SET PROBLEM> How many lines in the items below contain the string "brown"? Reply with the number alone.

(Some records)
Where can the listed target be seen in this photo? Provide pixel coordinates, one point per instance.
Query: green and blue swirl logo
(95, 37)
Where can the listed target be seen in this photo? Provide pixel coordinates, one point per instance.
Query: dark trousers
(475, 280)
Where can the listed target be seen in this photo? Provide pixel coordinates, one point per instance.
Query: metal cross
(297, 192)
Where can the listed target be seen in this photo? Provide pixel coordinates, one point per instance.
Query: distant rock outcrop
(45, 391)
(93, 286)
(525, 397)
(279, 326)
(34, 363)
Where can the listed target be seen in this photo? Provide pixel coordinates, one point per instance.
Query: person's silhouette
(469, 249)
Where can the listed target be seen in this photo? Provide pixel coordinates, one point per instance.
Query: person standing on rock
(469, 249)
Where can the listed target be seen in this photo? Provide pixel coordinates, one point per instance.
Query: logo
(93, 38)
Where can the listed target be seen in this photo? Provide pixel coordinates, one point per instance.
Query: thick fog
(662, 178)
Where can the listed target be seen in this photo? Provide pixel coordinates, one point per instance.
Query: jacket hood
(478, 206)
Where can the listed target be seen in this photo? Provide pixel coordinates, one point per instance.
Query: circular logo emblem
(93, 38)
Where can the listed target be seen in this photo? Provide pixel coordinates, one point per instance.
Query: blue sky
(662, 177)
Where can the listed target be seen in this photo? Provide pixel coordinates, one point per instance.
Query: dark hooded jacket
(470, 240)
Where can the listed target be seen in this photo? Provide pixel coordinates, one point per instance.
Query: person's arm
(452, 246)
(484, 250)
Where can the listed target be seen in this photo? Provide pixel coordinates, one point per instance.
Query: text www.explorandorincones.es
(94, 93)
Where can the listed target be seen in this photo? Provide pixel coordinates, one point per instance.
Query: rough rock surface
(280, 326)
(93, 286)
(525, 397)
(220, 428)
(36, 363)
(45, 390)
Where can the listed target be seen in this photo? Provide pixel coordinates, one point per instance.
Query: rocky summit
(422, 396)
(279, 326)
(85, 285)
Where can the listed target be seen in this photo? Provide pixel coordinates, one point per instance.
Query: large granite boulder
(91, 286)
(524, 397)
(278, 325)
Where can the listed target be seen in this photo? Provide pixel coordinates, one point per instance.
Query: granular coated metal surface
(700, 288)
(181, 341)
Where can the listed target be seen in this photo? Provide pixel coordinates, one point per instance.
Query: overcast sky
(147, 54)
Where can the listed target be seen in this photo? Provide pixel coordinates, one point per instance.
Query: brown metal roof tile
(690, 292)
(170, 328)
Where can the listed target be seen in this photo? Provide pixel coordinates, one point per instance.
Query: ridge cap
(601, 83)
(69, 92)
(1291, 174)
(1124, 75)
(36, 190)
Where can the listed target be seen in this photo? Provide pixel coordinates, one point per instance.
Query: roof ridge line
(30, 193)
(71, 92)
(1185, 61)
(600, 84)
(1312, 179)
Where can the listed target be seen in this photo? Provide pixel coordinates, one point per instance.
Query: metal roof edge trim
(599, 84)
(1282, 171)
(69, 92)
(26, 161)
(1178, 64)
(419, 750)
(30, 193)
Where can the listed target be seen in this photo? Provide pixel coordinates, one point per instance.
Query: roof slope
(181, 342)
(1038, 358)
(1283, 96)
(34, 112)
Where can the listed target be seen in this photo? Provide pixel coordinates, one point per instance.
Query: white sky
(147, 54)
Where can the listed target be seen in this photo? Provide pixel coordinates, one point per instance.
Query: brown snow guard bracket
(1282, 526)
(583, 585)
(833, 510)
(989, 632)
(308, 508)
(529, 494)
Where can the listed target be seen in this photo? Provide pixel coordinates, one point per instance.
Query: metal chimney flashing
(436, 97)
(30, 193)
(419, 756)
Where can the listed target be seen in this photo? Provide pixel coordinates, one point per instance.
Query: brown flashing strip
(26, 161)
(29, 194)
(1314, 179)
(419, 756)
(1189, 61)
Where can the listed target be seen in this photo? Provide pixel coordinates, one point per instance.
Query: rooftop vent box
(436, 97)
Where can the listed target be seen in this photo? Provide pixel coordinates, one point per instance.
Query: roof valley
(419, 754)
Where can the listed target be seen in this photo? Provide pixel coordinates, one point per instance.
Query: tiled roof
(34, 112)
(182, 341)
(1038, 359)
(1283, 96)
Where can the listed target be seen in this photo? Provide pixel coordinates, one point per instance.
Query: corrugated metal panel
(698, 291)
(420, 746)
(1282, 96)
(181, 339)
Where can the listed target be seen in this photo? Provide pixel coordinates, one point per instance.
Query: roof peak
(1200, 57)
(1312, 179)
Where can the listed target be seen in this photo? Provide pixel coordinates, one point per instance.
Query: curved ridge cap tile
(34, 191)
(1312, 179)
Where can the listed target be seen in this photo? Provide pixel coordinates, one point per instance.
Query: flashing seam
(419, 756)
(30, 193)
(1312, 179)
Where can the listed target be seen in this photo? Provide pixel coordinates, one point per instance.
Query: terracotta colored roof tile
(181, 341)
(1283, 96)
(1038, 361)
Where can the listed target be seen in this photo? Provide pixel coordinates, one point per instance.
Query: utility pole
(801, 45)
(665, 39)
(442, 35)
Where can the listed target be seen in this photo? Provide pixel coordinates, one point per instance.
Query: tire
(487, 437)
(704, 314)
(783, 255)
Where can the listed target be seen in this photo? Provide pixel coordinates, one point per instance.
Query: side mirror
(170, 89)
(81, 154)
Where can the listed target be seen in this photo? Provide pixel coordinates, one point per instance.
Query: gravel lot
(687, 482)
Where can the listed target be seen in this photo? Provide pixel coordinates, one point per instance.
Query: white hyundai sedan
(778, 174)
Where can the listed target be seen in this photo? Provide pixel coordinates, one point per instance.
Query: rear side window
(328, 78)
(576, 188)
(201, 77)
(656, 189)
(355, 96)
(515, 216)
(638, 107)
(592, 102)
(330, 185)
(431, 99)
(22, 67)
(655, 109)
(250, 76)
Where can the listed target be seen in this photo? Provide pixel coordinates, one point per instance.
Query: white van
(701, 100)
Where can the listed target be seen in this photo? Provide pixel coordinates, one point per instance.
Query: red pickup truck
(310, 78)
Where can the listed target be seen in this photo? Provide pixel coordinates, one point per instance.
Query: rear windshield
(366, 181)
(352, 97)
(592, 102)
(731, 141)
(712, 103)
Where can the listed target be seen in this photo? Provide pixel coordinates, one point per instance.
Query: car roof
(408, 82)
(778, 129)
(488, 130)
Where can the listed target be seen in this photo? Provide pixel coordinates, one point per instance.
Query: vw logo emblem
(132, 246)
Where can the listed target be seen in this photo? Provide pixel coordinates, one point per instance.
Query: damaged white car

REPLY> 3